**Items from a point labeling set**
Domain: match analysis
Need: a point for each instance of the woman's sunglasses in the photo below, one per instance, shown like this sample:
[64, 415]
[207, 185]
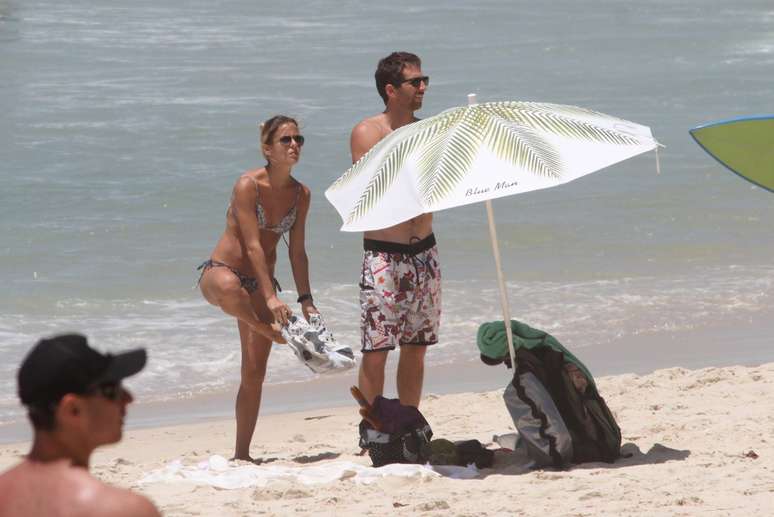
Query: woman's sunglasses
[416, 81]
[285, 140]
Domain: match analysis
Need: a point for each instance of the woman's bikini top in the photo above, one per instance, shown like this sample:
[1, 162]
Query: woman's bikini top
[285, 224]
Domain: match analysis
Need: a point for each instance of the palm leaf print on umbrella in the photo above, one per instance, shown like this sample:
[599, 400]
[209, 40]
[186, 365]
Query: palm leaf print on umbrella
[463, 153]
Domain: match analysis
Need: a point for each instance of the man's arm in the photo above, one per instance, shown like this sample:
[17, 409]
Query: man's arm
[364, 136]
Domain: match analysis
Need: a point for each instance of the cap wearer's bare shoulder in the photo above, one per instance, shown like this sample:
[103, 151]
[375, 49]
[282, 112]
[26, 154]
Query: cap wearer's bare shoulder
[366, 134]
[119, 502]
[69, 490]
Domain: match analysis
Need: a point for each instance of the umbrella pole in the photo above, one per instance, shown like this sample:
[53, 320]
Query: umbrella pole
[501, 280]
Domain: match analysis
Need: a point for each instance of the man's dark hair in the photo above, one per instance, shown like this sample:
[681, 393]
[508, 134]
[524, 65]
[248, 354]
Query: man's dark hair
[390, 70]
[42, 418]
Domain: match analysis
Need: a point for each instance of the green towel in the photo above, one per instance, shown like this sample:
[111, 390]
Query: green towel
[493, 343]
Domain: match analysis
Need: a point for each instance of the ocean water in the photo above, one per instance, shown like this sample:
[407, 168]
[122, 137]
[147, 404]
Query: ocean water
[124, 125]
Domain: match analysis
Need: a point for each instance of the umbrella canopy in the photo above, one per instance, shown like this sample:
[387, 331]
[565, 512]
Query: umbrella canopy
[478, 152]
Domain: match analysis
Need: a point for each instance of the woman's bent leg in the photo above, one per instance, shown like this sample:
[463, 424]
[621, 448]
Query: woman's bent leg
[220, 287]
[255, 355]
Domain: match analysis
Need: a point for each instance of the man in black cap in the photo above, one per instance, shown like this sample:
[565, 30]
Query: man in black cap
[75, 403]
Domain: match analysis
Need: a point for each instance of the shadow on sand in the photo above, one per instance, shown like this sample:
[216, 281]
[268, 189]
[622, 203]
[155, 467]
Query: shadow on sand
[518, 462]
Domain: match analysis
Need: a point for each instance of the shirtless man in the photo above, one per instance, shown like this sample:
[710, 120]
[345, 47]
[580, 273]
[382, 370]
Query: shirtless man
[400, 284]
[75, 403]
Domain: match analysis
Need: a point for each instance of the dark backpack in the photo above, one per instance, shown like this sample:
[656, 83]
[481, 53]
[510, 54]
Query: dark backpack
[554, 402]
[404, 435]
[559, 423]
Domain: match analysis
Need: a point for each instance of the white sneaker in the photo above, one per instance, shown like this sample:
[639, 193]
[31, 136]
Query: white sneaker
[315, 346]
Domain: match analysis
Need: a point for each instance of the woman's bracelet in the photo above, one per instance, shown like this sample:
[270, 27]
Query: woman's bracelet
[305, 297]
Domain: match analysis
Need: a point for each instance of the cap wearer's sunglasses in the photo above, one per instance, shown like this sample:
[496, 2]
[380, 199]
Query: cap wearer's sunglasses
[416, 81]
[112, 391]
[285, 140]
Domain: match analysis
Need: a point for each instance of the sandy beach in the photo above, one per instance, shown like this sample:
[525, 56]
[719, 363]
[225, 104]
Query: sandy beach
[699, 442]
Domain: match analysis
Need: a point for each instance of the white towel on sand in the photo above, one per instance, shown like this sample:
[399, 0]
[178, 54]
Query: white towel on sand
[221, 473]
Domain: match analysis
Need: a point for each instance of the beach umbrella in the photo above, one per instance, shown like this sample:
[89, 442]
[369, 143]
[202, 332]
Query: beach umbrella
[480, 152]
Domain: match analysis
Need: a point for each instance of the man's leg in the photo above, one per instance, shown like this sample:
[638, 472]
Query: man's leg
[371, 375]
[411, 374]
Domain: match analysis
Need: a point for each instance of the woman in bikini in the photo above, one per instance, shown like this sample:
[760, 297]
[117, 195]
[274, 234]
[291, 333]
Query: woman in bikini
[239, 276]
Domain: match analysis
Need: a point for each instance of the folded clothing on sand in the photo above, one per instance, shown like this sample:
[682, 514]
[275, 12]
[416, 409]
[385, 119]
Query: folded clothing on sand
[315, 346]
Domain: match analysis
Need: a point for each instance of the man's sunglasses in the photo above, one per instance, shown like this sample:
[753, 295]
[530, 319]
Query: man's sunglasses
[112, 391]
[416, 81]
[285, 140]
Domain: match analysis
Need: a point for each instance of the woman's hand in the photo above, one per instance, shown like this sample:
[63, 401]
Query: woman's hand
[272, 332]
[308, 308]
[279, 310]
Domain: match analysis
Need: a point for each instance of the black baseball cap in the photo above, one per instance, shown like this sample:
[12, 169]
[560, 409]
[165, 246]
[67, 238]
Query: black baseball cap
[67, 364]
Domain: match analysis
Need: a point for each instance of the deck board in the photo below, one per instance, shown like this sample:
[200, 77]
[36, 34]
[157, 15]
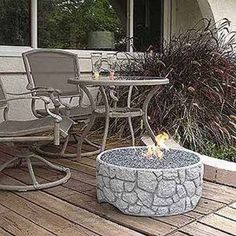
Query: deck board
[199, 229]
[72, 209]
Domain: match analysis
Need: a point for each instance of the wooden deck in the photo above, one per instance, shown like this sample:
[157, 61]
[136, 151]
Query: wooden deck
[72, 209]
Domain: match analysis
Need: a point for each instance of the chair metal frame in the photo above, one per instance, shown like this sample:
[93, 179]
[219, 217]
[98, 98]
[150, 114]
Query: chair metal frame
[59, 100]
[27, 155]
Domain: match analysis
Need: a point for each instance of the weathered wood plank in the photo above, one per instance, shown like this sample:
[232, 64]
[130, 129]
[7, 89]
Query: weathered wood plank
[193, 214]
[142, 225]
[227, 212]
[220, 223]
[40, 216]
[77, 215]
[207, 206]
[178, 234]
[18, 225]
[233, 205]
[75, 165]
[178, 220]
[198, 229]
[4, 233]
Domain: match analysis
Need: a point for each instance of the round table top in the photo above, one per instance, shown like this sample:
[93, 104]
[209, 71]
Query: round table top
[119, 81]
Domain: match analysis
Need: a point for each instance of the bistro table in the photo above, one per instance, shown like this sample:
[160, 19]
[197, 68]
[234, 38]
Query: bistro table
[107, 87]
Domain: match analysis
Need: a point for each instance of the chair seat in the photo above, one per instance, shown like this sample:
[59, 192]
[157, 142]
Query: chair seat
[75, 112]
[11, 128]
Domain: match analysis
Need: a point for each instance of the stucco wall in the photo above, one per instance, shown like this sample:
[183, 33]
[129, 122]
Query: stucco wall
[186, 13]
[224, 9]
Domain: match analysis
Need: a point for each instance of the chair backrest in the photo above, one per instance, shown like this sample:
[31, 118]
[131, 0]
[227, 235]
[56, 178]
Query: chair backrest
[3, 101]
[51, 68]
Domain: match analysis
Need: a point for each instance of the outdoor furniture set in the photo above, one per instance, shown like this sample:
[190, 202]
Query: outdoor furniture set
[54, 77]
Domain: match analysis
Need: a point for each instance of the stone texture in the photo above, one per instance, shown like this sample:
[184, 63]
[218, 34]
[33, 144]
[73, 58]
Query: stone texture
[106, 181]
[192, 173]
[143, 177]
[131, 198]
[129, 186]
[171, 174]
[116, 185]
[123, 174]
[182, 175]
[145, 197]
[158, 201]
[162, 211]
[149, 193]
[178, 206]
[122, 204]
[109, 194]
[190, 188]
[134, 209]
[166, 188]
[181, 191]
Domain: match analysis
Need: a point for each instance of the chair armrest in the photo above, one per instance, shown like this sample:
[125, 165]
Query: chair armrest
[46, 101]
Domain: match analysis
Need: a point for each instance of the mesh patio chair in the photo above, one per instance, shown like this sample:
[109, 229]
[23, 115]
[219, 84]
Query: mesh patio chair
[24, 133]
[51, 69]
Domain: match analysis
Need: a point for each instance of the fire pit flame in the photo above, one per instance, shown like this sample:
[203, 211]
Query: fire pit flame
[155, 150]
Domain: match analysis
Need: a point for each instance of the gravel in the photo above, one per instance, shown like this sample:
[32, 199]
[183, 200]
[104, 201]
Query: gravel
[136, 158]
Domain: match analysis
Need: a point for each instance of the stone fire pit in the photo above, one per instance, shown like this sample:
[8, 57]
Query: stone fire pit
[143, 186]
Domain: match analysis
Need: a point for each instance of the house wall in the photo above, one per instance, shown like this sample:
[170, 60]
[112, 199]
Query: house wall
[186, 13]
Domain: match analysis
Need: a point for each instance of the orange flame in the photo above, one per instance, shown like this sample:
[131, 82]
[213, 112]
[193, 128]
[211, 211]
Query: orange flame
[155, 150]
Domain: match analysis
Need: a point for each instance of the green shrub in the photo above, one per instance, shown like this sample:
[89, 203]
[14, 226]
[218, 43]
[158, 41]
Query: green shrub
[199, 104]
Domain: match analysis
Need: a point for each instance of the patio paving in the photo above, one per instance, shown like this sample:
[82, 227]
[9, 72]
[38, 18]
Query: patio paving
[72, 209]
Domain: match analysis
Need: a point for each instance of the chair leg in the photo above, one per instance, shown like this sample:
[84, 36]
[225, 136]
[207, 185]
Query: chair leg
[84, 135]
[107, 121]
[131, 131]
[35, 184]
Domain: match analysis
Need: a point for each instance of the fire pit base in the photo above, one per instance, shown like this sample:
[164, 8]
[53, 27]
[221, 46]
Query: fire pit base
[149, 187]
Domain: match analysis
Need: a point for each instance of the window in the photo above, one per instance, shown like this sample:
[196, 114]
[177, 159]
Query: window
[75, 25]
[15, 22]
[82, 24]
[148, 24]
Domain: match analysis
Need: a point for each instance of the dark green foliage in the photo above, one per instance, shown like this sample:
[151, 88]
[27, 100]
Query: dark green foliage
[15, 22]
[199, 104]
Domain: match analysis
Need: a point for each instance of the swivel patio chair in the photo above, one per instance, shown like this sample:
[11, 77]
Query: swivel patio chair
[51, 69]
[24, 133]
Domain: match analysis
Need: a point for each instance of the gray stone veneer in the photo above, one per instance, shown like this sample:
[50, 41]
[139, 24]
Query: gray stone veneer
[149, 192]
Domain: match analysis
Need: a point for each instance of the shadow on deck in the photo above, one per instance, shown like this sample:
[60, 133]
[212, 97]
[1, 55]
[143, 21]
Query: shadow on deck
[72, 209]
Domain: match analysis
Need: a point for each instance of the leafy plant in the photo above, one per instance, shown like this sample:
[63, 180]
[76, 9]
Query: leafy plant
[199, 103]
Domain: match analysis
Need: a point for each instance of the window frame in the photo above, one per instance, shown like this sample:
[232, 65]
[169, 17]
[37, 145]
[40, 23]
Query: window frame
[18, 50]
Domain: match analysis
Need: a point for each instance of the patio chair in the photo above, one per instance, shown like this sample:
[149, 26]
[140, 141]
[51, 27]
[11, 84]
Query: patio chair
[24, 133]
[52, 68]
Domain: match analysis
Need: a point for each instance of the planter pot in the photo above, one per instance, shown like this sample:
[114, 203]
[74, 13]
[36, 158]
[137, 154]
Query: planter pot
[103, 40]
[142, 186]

**Aim**
List every line in the items above that contains the word "wearer", copying each line in full. Case matters.

**Result for this exercise**
Need: a point for each instance of the cap wearer's bare shoulder in the photo above, one per instance, shown like this sample:
Query: cap wearer's bare shoulder
Need: a point for each instance of the cap wearer's sunglasses in the photo above, one per instance, shown like this sample:
Query: cap wearer's sunglasses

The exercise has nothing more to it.